------ Teks Halaman

Selasa, 25 April 2017

Bedah Film Green, Ekspresi Haus Keilmuan dalam Melihat Lingkungan

Serba-serbi kehidupan memicu terjadinya komunikasi, tukar pendapat, saling bersinggungan satu ke hal lainnya. Tumbuhan dan hewan mempunyai daya tarik warna-warni bagi kehidupan, tidak lain halnya manusia. Daya tarik itu, akan punah jika diantara satu dari pada lainnya memiliki hasrat memiliki dan mau menang sendiri. Celakanya hanya manusia yang bisa berpikir tentang konsep pengendalian atas makhluk hidup selain dirinya (tumbuhan dan hewan). Terlihat jelas dalam film Patrick Rouxel dengan judul Green, bagaimana ia menggambarkan antara manusia, tumbuhan dan hewan saling berinteraksi dan bergesekan dalam ruang dan waktu yang sama.

------------

> Tugas yang Diberikan A: Ulangi tanpa perubahan baris-baris dalam catatan, mulai dari baris yang memuat "In this exercise you will locate the distant mountain" dan berhenti setelah baris yang memuat "point(414, 584)".
Teks di atas dan catatan sesudahnya berasal dari sumber yang berbeda.

------ Bahan yang Disediakan

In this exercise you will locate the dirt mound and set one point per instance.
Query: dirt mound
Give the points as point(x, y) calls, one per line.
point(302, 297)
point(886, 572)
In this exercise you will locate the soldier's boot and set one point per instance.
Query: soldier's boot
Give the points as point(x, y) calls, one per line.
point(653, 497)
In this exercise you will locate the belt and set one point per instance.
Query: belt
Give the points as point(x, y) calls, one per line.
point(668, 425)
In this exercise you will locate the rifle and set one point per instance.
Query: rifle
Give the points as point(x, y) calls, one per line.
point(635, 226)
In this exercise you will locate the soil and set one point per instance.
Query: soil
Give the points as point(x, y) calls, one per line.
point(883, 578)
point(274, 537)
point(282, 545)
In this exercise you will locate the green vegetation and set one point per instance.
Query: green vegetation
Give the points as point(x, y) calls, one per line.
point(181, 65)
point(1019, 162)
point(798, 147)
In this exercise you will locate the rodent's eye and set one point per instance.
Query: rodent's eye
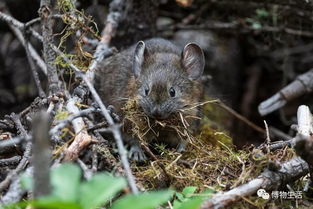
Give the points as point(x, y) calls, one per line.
point(146, 91)
point(172, 92)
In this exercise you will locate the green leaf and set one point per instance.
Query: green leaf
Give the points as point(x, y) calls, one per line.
point(188, 191)
point(193, 203)
point(256, 25)
point(143, 201)
point(180, 196)
point(44, 203)
point(208, 192)
point(52, 203)
point(100, 189)
point(65, 180)
point(176, 204)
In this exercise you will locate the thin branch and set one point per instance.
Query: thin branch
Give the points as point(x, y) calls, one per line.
point(108, 33)
point(48, 53)
point(303, 84)
point(33, 68)
point(41, 154)
point(115, 128)
point(82, 138)
point(16, 29)
point(268, 180)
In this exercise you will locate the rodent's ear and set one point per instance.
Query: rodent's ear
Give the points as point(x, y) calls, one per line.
point(193, 60)
point(138, 58)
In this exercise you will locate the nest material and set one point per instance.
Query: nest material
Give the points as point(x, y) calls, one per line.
point(203, 164)
point(139, 125)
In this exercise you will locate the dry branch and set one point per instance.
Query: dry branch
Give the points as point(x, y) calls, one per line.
point(82, 138)
point(41, 155)
point(269, 179)
point(16, 28)
point(48, 53)
point(108, 33)
point(303, 84)
point(114, 128)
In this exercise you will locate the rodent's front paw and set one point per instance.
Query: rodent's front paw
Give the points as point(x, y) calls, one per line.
point(137, 154)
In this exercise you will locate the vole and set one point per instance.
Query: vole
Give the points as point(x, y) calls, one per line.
point(161, 76)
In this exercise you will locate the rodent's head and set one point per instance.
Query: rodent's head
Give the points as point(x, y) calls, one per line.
point(165, 81)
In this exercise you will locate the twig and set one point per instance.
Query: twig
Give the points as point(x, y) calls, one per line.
point(87, 172)
point(48, 52)
point(41, 154)
point(108, 33)
point(239, 27)
point(17, 24)
point(10, 161)
point(15, 192)
point(19, 35)
point(33, 67)
point(242, 118)
point(115, 128)
point(303, 84)
point(12, 142)
point(278, 133)
point(82, 138)
point(268, 139)
point(61, 124)
point(5, 183)
point(268, 180)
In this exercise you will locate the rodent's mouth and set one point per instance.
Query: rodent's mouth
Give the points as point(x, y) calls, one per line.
point(157, 115)
point(161, 117)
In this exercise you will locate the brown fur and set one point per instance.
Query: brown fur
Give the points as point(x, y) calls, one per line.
point(117, 84)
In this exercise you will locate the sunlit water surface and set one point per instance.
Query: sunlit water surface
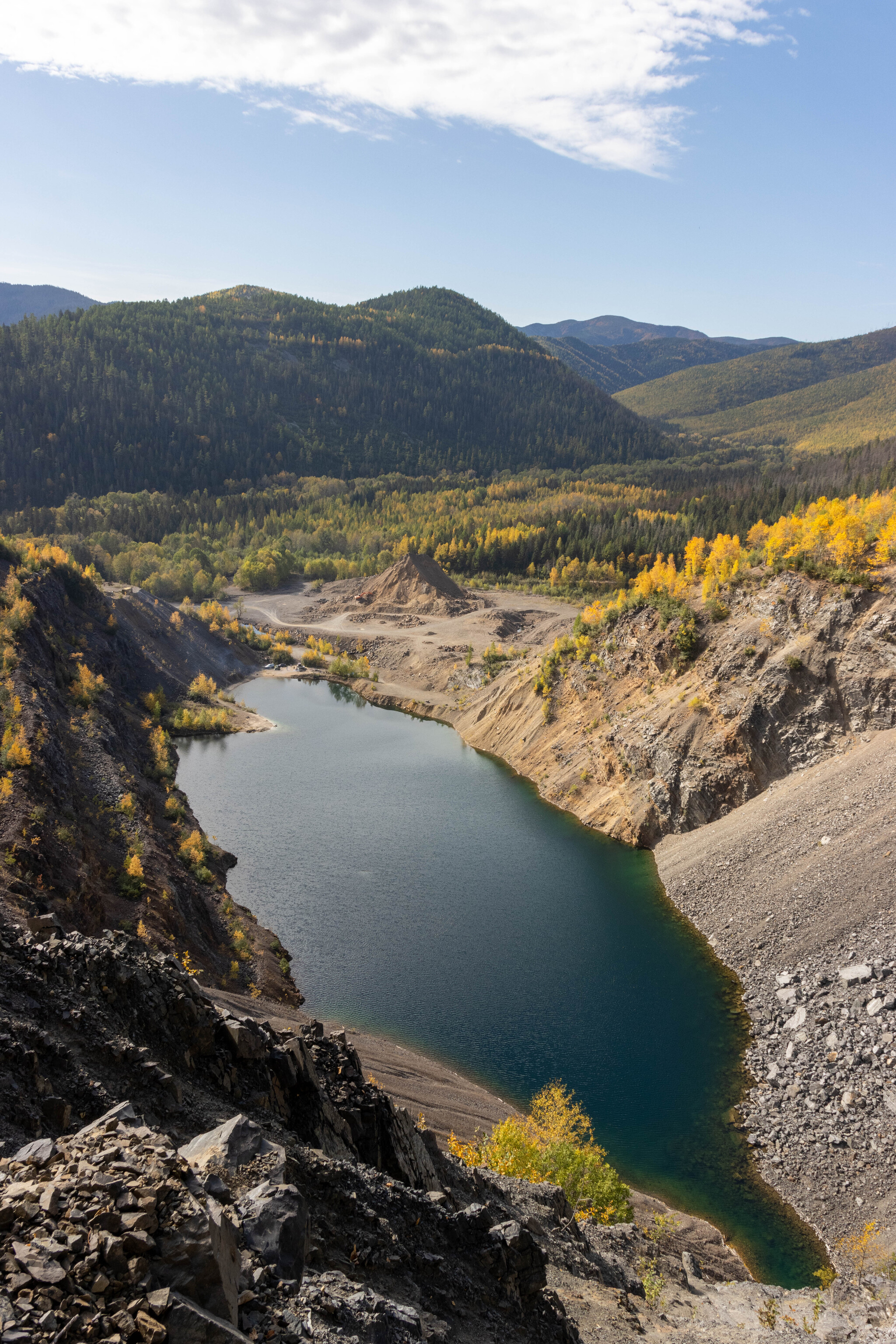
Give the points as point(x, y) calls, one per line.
point(427, 893)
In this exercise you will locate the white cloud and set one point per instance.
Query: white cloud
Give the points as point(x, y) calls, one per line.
point(594, 80)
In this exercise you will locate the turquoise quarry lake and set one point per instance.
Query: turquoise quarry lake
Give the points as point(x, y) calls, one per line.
point(427, 893)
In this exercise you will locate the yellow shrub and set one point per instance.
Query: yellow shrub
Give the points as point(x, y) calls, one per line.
point(156, 702)
point(555, 1141)
point(662, 578)
point(192, 850)
point(203, 687)
point(87, 687)
point(15, 748)
point(724, 561)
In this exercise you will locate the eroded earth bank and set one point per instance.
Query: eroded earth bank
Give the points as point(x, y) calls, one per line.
point(762, 772)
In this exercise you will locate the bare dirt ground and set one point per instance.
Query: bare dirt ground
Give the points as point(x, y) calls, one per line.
point(792, 889)
point(418, 655)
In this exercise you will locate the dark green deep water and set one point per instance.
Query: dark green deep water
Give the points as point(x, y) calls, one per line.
point(426, 892)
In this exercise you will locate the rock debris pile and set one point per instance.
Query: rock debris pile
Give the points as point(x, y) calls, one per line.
point(822, 1115)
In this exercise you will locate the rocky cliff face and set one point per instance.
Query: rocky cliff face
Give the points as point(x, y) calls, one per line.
point(640, 749)
point(187, 1176)
point(98, 787)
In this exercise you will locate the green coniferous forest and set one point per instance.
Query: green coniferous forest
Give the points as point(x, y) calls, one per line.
point(218, 392)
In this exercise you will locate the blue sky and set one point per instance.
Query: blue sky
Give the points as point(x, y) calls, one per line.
point(770, 214)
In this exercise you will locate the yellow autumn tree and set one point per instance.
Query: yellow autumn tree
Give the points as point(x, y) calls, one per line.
point(724, 561)
point(695, 558)
point(555, 1141)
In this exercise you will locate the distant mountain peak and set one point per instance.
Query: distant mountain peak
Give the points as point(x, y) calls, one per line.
point(612, 330)
point(18, 301)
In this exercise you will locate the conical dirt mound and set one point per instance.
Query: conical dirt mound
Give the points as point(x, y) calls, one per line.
point(414, 584)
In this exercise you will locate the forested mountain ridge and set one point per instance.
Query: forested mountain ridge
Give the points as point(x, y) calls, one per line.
point(225, 389)
point(612, 330)
point(616, 369)
point(826, 394)
point(18, 301)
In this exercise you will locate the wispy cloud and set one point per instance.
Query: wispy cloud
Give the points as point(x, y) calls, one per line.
point(595, 80)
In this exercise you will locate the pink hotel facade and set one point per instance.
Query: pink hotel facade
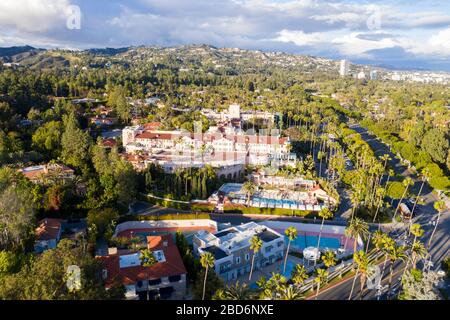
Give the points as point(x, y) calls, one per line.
point(220, 147)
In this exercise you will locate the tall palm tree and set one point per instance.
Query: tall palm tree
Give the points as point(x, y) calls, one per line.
point(249, 188)
point(357, 228)
point(147, 259)
point(425, 177)
point(276, 284)
point(291, 233)
point(234, 292)
point(325, 213)
point(440, 207)
point(321, 278)
point(395, 253)
point(207, 261)
point(406, 183)
point(384, 243)
point(291, 293)
point(299, 274)
point(362, 261)
point(329, 259)
point(255, 245)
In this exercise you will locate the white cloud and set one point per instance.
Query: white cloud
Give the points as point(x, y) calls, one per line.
point(33, 15)
point(301, 38)
point(436, 45)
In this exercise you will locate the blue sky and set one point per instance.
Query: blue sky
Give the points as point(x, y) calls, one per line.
point(395, 33)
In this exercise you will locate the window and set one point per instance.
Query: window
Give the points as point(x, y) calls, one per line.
point(175, 278)
point(154, 282)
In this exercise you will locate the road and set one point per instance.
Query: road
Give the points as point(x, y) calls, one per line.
point(380, 149)
point(425, 215)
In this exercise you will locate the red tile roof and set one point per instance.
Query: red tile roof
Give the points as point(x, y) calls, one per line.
point(48, 229)
point(152, 125)
point(130, 275)
point(109, 142)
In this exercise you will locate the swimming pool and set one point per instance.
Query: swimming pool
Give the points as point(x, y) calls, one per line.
point(289, 267)
point(304, 241)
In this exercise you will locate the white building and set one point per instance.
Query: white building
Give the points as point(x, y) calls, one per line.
point(231, 248)
point(344, 68)
point(361, 75)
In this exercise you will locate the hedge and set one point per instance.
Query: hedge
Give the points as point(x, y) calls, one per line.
point(268, 211)
point(168, 204)
point(203, 207)
point(170, 216)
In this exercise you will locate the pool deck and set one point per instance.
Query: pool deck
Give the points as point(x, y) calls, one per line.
point(343, 240)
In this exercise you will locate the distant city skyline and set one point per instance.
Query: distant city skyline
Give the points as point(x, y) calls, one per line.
point(387, 33)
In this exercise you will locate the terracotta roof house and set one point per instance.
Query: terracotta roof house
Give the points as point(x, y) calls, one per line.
point(164, 280)
point(48, 234)
point(43, 173)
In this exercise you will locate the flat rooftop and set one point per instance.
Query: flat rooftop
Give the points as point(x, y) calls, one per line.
point(267, 236)
point(216, 252)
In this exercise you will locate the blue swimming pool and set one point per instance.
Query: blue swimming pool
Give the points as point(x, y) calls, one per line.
point(302, 242)
point(289, 267)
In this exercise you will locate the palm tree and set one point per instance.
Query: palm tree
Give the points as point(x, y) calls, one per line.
point(425, 177)
point(329, 259)
point(325, 213)
point(362, 261)
point(395, 253)
point(406, 183)
point(291, 293)
point(234, 292)
point(418, 251)
point(299, 274)
point(291, 233)
point(207, 261)
point(321, 278)
point(255, 245)
point(249, 188)
point(357, 228)
point(147, 258)
point(384, 243)
point(275, 285)
point(385, 157)
point(440, 207)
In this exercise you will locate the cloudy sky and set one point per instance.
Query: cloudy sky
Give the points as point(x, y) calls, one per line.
point(395, 33)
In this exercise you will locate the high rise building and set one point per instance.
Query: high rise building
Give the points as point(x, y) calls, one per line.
point(361, 75)
point(345, 68)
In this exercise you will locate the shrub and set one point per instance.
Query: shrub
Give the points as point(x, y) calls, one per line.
point(241, 209)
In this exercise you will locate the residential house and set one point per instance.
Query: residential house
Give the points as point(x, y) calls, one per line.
point(164, 280)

------------

> Tugas yang Diberikan B: Teruskan teks tentang bedah film Green dari bagian terakhir yang ditampilkan.

> Jawaban A:
In this exercise you will locate the distant mountain peak and set one point per instance.
Query: distant mountain peak
Give the points as point(x, y) calls, one per line.
point(612, 330)
point(18, 301)
In this exercise you will locate the conical dirt mound and set one point per instance.
Query: conical dirt mound
Give the points as point(x, y) calls, one per line.
point(414, 584)

> Jawaban B:
Dewan Eksekutif Mahasiswa Fakultas Ushuludin Adab dan Dakwah (DEMA FUAD) IAIN Tulungagung menggelar diskusi dan bedah film dengan judul Green dari Patrick Rouxel di Aula Utama IAIN Tulungagung. Acara tersebut bertemakan “Melihat Ulang Problematika Lingkungan” yang di buka langsung oleh Imam Safi’i selaku ketua DEMA FUAD sekitar pukul 20.00 WIB.
Acara bedah film dan diskusi adalah salah satu rangkaian dari program kerja DEMA FUAD. Latar belakang menyajikan film dari Patrick Rouxel untuk menambah wawasan dalam melihat lingkungan. Selain itu, lingkungan harus dijaga dan dilestarikan oleh manusia begitu juga dengan hewan yang ada didalamnya.
Di awal-awal film Patrick Rouxel menyajikan tentang bagaimana keadaan Orang utan, yang sedang di bawa oleh sekelompok manusia. Ia korban dari eksploitasi Sumber Daya Alam. Film ini pada intinya adalah perjalanan emosional orang utan di akhir hayatnya.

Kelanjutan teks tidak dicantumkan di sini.